(A run of items)
%%

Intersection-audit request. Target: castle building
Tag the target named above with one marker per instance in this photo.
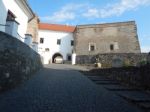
(55, 41)
(62, 42)
(14, 17)
(118, 37)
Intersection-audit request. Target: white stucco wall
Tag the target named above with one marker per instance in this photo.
(21, 17)
(50, 41)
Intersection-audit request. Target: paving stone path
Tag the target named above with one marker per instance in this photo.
(61, 88)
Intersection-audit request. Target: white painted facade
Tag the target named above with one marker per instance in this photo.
(22, 12)
(50, 42)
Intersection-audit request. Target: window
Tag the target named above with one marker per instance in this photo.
(111, 47)
(69, 57)
(46, 49)
(72, 43)
(58, 41)
(10, 16)
(92, 47)
(41, 40)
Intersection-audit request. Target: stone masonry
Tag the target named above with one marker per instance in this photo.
(17, 62)
(106, 38)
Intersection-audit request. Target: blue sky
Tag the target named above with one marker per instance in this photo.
(74, 12)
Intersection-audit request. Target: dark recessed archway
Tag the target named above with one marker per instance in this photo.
(56, 55)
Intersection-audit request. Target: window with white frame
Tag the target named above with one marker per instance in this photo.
(58, 41)
(92, 46)
(41, 40)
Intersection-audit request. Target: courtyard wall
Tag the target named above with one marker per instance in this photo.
(18, 62)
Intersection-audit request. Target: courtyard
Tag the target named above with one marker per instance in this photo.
(62, 88)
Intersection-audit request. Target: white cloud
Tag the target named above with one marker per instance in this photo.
(74, 11)
(68, 12)
(145, 49)
(115, 9)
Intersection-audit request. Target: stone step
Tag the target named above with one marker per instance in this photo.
(144, 105)
(134, 96)
(119, 88)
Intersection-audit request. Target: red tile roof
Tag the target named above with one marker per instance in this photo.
(56, 27)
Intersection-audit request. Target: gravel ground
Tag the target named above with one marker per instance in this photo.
(61, 88)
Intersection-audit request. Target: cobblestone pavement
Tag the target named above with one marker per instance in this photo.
(60, 88)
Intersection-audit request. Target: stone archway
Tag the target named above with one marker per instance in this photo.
(56, 55)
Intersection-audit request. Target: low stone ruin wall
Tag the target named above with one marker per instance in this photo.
(113, 59)
(135, 76)
(18, 61)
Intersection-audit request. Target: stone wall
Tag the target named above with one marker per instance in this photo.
(107, 60)
(18, 62)
(107, 38)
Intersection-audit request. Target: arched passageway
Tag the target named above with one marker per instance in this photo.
(57, 58)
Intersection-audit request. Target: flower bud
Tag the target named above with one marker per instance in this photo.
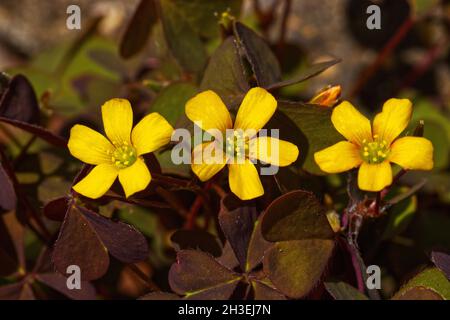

%%

_THE REQUEST_
Show each line of the items above that contains the word "white", matching case exactly.

_SOLUTION_
Intersection-audit request. Target: white stucco wall
Intersection-audit request. Target: white painted facade
Intersection-audit request. Target: window with white frame
Intersection-audit request. Target: white cloud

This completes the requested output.